Stated problem:
All of the records listed below should be retyped exactly.

Records from a collection:

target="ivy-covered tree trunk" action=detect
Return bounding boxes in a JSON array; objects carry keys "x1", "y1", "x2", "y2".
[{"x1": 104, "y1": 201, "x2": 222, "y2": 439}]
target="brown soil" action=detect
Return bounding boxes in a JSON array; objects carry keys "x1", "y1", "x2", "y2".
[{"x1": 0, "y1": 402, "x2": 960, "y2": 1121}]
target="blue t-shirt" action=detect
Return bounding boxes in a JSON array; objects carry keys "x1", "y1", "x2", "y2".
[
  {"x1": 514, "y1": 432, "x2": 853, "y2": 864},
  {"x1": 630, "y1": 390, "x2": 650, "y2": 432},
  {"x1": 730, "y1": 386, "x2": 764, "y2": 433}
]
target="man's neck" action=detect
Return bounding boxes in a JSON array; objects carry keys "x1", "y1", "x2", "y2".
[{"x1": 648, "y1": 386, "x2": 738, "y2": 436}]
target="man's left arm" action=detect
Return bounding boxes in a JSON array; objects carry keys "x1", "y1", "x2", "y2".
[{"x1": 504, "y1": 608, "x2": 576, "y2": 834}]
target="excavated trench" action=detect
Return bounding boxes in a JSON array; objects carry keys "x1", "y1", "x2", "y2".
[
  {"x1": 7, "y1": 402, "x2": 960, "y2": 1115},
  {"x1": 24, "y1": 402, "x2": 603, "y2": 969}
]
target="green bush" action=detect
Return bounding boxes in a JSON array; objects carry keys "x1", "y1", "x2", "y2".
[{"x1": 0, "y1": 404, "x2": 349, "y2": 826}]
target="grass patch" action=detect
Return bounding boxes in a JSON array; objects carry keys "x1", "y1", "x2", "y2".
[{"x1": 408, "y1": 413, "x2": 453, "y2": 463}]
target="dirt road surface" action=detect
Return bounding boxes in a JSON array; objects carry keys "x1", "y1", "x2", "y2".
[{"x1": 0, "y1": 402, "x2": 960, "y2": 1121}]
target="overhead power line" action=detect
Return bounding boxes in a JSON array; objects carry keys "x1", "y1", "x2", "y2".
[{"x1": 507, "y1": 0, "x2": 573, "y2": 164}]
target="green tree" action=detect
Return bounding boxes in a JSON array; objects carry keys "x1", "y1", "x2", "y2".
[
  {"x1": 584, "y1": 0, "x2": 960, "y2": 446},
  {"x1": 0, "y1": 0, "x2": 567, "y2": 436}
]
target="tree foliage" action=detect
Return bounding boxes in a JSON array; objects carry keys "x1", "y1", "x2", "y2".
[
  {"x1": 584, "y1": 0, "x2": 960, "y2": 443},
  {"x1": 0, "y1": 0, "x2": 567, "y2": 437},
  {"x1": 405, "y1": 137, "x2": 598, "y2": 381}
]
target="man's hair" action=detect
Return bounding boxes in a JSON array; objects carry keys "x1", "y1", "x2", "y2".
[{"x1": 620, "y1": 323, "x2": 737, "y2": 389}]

Answer to this task:
target="ivy-covered tree trunk" action=detect
Return bounding boxes in a JSON array; objects carry keys "x1", "y1", "x2", "y2".
[{"x1": 104, "y1": 201, "x2": 222, "y2": 439}]
target="brown soil" action=detect
Return bounding boxes in a JSON array; objects carry keys "x1", "y1", "x2", "y2".
[{"x1": 0, "y1": 402, "x2": 960, "y2": 1121}]
target="blue t-shirt" action=detect
Return bounding boxes in a JSON array; objects carry keys "x1", "y1", "x2", "y2".
[
  {"x1": 514, "y1": 432, "x2": 853, "y2": 864},
  {"x1": 630, "y1": 390, "x2": 650, "y2": 432},
  {"x1": 730, "y1": 386, "x2": 764, "y2": 433}
]
target="man's neck" action=detect
Return bounding boxes in a JSON array; objects carry keys "x1", "y1", "x2", "y2".
[{"x1": 648, "y1": 386, "x2": 738, "y2": 436}]
target="man's left arm" action=detect
Return bounding boxes in a JSON array; objects carry keys "x1", "y1", "x2", "y2".
[{"x1": 504, "y1": 608, "x2": 576, "y2": 834}]
target="excavated trench" action=detect
Return bounding boxes in a JSON array; objects carry keys "x1", "y1", "x2", "y2".
[
  {"x1": 7, "y1": 402, "x2": 960, "y2": 1115},
  {"x1": 24, "y1": 402, "x2": 603, "y2": 969}
]
target="green bush" action=detect
Return bounding boxes in a JSON array; objects carry keys "x1", "y1", "x2", "y2".
[{"x1": 0, "y1": 404, "x2": 349, "y2": 826}]
target="grass patch" action=detect
Return bounding boxes in a JSON array; objects carry keys "x1", "y1", "x2", "y2".
[{"x1": 408, "y1": 413, "x2": 453, "y2": 463}]
target="dirt road surface" action=detect
Return bounding boxes in a JSON array; objects carry keys "x1", "y1", "x2", "y2".
[{"x1": 0, "y1": 402, "x2": 960, "y2": 1121}]
target="overhead power line" action=detect
Return bounding boxes in a JSON array; objects carry keys "x1", "y1", "x2", "y2".
[{"x1": 507, "y1": 0, "x2": 573, "y2": 164}]
target="green tree" action=detect
Return bounding boxes in a JSON array; objects carry keys "x1", "y1", "x2", "y2".
[
  {"x1": 584, "y1": 0, "x2": 960, "y2": 446},
  {"x1": 0, "y1": 0, "x2": 567, "y2": 436}
]
target="tree foliage" action=detect
Return bounding boxes in a JSON array; objects carry keys "x1", "y1", "x2", "y2".
[
  {"x1": 584, "y1": 0, "x2": 960, "y2": 443},
  {"x1": 0, "y1": 0, "x2": 567, "y2": 437},
  {"x1": 405, "y1": 137, "x2": 598, "y2": 381}
]
target="man's hair" action=detect
Return bounding boxes in a JSON array; objects carry keys "x1", "y1", "x2", "y2".
[{"x1": 620, "y1": 323, "x2": 737, "y2": 389}]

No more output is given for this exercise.